### Data
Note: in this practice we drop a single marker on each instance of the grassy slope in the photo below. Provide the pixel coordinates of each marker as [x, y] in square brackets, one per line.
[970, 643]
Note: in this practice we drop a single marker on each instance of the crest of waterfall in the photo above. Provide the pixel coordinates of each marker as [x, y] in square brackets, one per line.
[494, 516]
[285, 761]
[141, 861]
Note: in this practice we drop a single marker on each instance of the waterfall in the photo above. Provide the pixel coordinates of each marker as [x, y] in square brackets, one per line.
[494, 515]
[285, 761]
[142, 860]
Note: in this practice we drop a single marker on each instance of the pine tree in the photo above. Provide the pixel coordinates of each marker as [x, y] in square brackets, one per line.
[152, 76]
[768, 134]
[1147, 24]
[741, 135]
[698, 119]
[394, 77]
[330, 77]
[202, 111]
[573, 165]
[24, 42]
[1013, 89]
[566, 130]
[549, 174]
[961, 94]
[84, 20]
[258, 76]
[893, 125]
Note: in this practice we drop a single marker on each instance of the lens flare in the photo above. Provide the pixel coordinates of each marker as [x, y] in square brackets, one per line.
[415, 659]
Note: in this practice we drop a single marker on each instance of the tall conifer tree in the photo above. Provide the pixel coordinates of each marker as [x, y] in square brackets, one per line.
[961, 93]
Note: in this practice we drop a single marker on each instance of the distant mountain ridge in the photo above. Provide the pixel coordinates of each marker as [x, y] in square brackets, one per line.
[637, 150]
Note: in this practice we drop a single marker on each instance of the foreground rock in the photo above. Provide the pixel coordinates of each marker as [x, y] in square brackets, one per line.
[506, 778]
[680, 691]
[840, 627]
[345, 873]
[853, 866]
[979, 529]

### Task instructions
Type out all of the material again, word for word.

### Finished task
Note: in this practice we drop a single marker on each instance of the grassy slope in the photo below. Provide the pixel coordinates of each marker as [x, y] in square brackets, one per line.
[970, 643]
Note: in this practice we drop a single marker on each instance of the crest of waterfall in the photo above. Provide the pixel coordinates of each marker as [x, y] in square brackets, one per line.
[494, 516]
[285, 761]
[141, 861]
Note: in this practice we drop a single marker on each instance of the waterfall in the photo above. Provide the pixel coordinates of each marker as [x, y] in square brackets, one per line.
[494, 515]
[285, 761]
[142, 860]
Note: in this practice we drop a single marker on each instance of the pine tree in the photo above. Provide the pixel coordinates of each marker as [x, y] in square brackets, one per line.
[152, 76]
[768, 134]
[1147, 24]
[741, 135]
[698, 119]
[394, 77]
[330, 77]
[202, 111]
[573, 165]
[24, 42]
[1013, 89]
[566, 130]
[549, 174]
[961, 94]
[84, 20]
[258, 76]
[893, 125]
Note: in this practice we drop a single marker on each instance of the lens flare in the photo above. Provide the pixel coordinates of each marker as [x, y] in square brackets, one per line.
[415, 659]
Note: in this practice we drop a single marker on each instance of the tall conifer tree in the photo above. Provide the pixel coordinates of each marker as [x, y] in square brackets, one per line.
[961, 93]
Note: in this practice we drop a single marker on each instance of the distant mountain ridge in the photo above. Provide the pixel coordinates of each marker as [x, y] in square brackets, one per line.
[637, 150]
Note: in this practice we drop a single marker on each instance of the foreground rock in the photo above. Provide the pixel coordinates of each marker as [x, y] in square brackets, one per line.
[506, 778]
[680, 691]
[840, 627]
[345, 873]
[853, 866]
[979, 529]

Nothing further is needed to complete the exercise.